═══ FRAGMENTO DEL TEXTO ═══
De la ignorancia del intemperante

El primer punto que es preciso aclarar es el de si el intemperante sabe o no sabe lo que hace; y si lo sabe, cómo lo sabe. En seguida determinaremos con relación a qué cosas puede ser temperante o intemperante; quiero decir, si con relación a toda especie de placer y a toda especie de dolor, o bien solamente a algunos placeres y a algunos dolores determinados. La temperancia que domina las pasiones, y la firmeza que hace que se sufra todo con constancia, ¿son una sola y misma cosa? ¿Son cosas diferentes? A estas preguntas se pueden añadir otras del mismo género, que tocan igualmente a la materia que aquí estudiamos.

Comencemos este examen preguntándonos si el hombre templado y el intemperante difieren entre sí por sus actos solamente, o si es por la disposición moral en que están cuando obran. Quiero decir, si el intemperante es intemperante únicamente porque ejecuta ciertos actos, o si lo es más bien por la manera como los ejecuta. Preguntémonos igualmente, admitiendo que esta primera solución sea falsa, si el intemperante es intemperante por estos dos motivos a la vez. Veremos en seguida si la intemperancia y la templanza pueden o no aplicarse a todo. Así el hombre a [181] quien se llama intemperante de una manera general y absoluta, no lo es, sin embargo, en todo sin excepción; lo es sólo respecto de las cosas que despiertan las pasiones del incontinente. No se le llama intemperante, porque de una manera general cometa los mismos actos que el incontinente, porque entonces la intemperancia se confundiría por completo con la incontinencia, sino que se le llama así porque lo es respecto de estos actos mismos de una manera particular. El incontinente se ve en efecto conducido a cometer faltas mediante su libre elección, creyendo que es preciso ir siempre tras el placer del momento. El otro, por lo contrario, no tiene pensamiento fijo; pero no por eso persigue menos el placer que le sale al encuentro. Poco importa por lo demás para la cuestión que sea la simple opinión, la opinión verdadera y no la ciencia propiamente dicha, la que haga caer a los hombres en la intemperancia. Sucede más de una vez que teniendo acerca de las cosas una simple opinión, no se experimenta, sin embargo, la menor duda, y se cree que se saben perfectamente mediante la ciencia más acabada.
═══
**TAREAS A REALIZAR:**
(1) Reproduce el texto sobre la intemperancia desde "El primer punto" hasta "que aquí estudiamos.", incluidas ambas partes.
(2) Sigue escribiendo el texto sobre la intemperancia a partir de su última frase.
═══ DATOS PROPORCIONADOS ═══
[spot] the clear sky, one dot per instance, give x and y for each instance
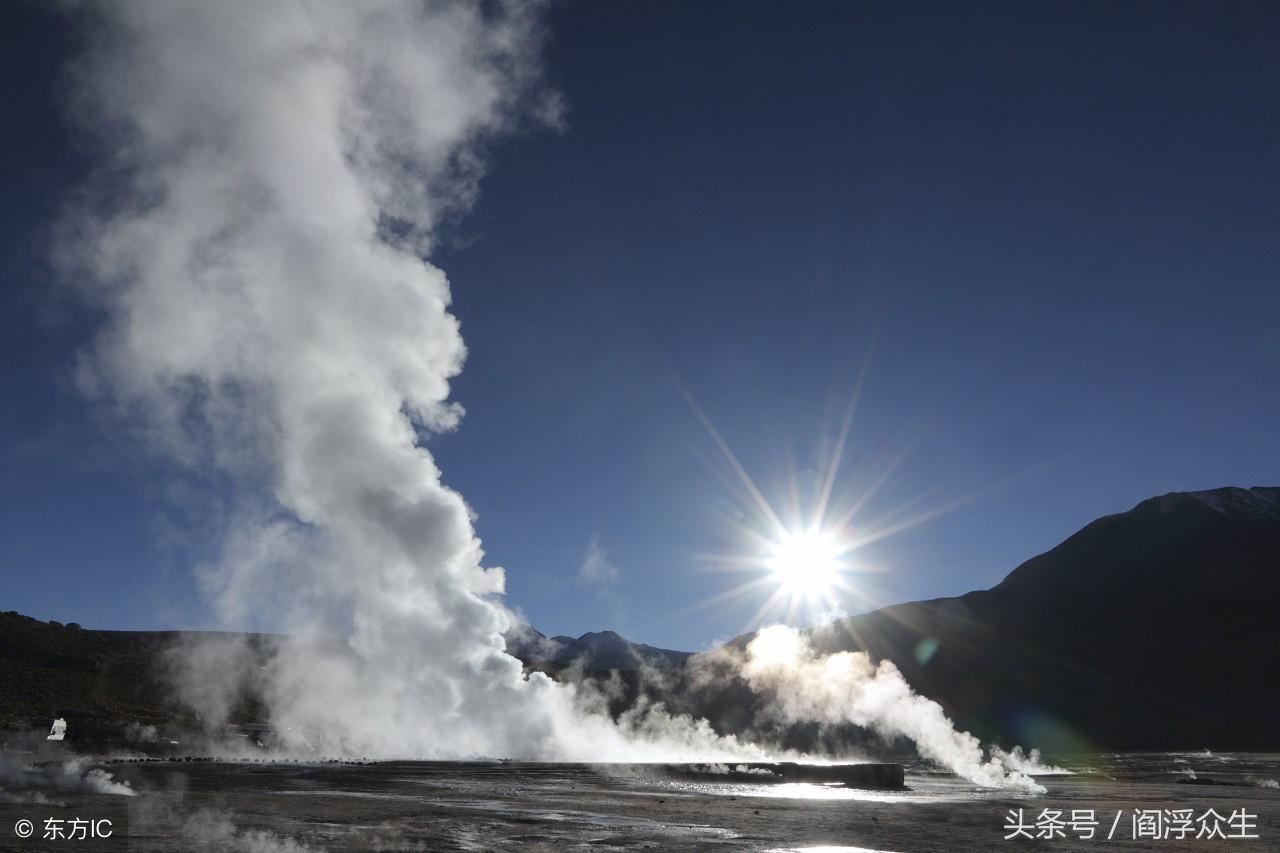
(1048, 231)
═══
**RESPUESTAS EN ORDEN:**
(1)
El primer punto que es preciso aclarar es el de si el intemperante sabe o no sabe lo que hace; y si lo sabe, cómo lo sabe. En seguida determinaremos con relación a qué cosas puede ser temperante o intemperante; quiero decir, si con relación a toda especie de placer y a toda especie de dolor, o bien solamente a algunos placeres y a algunos dolores determinados. La temperancia que domina las pasiones, y la firmeza que hace que se sufra todo con constancia, ¿son una sola y misma cosa? ¿Son cosas diferentes? A estas preguntas se pueden añadir otras del mismo género, que tocan igualmente a la materia que aquí estudiamos.

(2)
Si se pretende, pues, que produce siempre una débil creencia lo que sólo es una opinión, y que desde aquel acto se siente uno más dispuesto a obrar contra su propio pensamiento, se seguiría de aquí que no hay diferencia entre la ciencia y la opinión, puesto que hay gentes que no creen lo que es en ellos una opinión con menos firmeza que los que creen porque lo saben de ciencia cierta, como lo prueba bien el ejemplo de Heráclito. Pero saber, en nuestra opinión, puede tener dos sentidos diversos; se dice del que tiene la ciencia y no se sirve de ella, que sabe; así como se dice lo mismo del que hace uso de ella. Por lo tanto será muy diferente ejecutar un acto culpable, teniendo la ciencia de lo que se hace, pero sin ponerla en aquel momento en uso con la intervención del espíritu; y ejecutarlo, teniendo esta ciencia y viendo actualmente la falta que se comete. En este último caso la falta es todo lo grave que puede ser, mientras que no tiene esta gravedad cuando no se ve lo que se hace.

Esto consiste en que las proposiciones y las premisas que determinan nuestras acciones son de dos clases; y puede suceder que aun conociendo unas y otras, se obre todavía contra la ciencia que se posee. Se aplica bien la proposición general, pero se olvida la proposición particular; y los actos que tenemos que practicar en la vida son siempre casos particulares. Hasta en lo [182] general pueden distinguirse diferencias: tan pronto afecta al individuo, como se aplica a la cosa en lugar de la persona. Tomemos por ejemplo esta proposición general: «Las sustancias secas convienen a todos los hombres.» La proposición particular puede ser indiferentemente una de estas: «Es así que este individuo es hombre;» o bien: «Es así que tal sustancia es seca; luego...» Pero es posible que no sepamos si tal sustancia es una sustancia seca; ¿si lo sabemos, que en el momento actual no tengamos la ciencia de ello. Es difícil señalar toda la diferencia que separa estas dos clases de proposiciones; y por consiguiente, puede suceder que en un caso no sea absurdo creer que ella es de tal o cual manera, y que en otro resulte un grandísimo absurdo de creerlo.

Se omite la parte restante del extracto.